▶ [YOUR TASKS]
A - Please repeat the passage of the conservation guidance between "A reintroduction may" and "managed in situ.", inclusive.
B - In the conservation guidance, what factors are given as examples to record near adults and seedlings?

▶ [SOURCE EXTRACT]
Document the species status and distribution.

  • Conduct surveys and obtain population information.
  • Map or obtain maps of the known populations to determine the current and historical distribution as it relates to ecoregions, habitat, geology, and soil type.
  • Assess habitat-specific population information (Knight 2012). In each population, count or estimate the percentage of reproductive, juvenile, seedling stages, and if possible, measure growth and reproduction.
  • Note abiotic and biotic conditions in occupied patches. Whenever possible, quantify these factors (for example, near adults and seedlings record the canopy cover, associated species, plant density, soil moisture, light, and other factors).

Questions to Ask When Justifying a Reintroducton

A reintroduction may be justified if:

  1. Species is extinct in the wild OR;
  2. The distribution of the species is known and there are few, small, and declining populations; AND
  3. Alternative management options have been considered and conducted, yet have been judged to be inadequate for long-term conservation of the species; AND
  4. Threats have been identified; AND
  5. Threats from habitat destruction, invasive species, land conversion and/or climate change are imminent and are uncontrollable. Species has high risk of extinction if only managed in situ.

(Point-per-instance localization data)
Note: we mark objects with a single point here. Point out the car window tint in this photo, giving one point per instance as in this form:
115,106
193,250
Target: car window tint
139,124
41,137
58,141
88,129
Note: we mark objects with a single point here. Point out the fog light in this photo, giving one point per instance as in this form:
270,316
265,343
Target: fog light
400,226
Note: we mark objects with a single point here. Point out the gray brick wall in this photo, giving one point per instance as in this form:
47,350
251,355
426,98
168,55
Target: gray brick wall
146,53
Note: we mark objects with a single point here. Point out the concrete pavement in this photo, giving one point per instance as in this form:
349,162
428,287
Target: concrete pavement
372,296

--

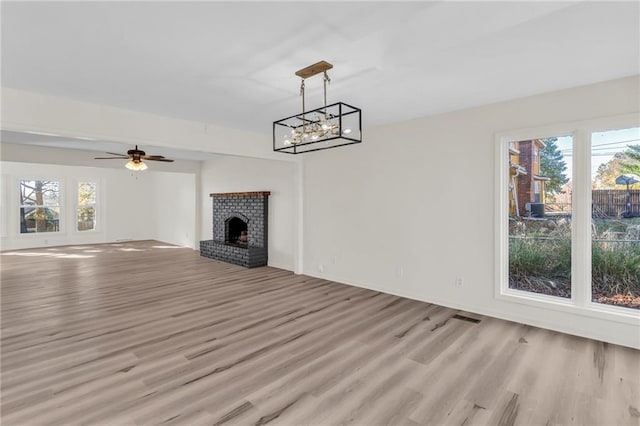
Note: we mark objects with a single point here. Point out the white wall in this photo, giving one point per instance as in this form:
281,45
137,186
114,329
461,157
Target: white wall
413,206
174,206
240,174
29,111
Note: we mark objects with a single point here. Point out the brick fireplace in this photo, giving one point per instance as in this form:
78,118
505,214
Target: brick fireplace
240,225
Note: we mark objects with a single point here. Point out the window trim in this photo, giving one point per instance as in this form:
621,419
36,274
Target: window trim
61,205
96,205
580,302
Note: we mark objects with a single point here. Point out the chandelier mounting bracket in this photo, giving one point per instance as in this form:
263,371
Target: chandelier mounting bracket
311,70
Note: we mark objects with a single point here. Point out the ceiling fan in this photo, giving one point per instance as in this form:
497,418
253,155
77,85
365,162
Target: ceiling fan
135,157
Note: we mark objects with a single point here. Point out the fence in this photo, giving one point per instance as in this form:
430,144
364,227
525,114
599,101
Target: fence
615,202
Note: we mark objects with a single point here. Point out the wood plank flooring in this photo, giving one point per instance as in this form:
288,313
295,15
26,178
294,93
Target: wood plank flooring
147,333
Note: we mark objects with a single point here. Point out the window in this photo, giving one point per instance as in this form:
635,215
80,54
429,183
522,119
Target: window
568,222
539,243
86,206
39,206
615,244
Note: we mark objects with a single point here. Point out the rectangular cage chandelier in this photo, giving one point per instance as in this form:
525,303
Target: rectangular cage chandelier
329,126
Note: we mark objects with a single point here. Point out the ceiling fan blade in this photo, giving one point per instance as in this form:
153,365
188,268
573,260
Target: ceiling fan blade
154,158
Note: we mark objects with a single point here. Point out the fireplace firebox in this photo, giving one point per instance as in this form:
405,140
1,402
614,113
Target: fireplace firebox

▶ [TASK-BY-TASK ANSWERS]
A -
A reintroduction may be justified if:

  1. Species is extinct in the wild OR;
  2. The distribution of the species is known and there are few, small, and declining populations; AND
  3. Alternative management options have been considered and conducted, yet have been judged to be inadequate for long-term conservation of the species; AND
  4. Threats have been identified; AND
  5. Threats from habitat destruction, invasive species, land conversion and/or climate change are imminent and are uncontrollable. Species has high risk of extinction if only managed in situ.

B - Canopy cover, associated species, plant density, soil moisture, light, and other factors.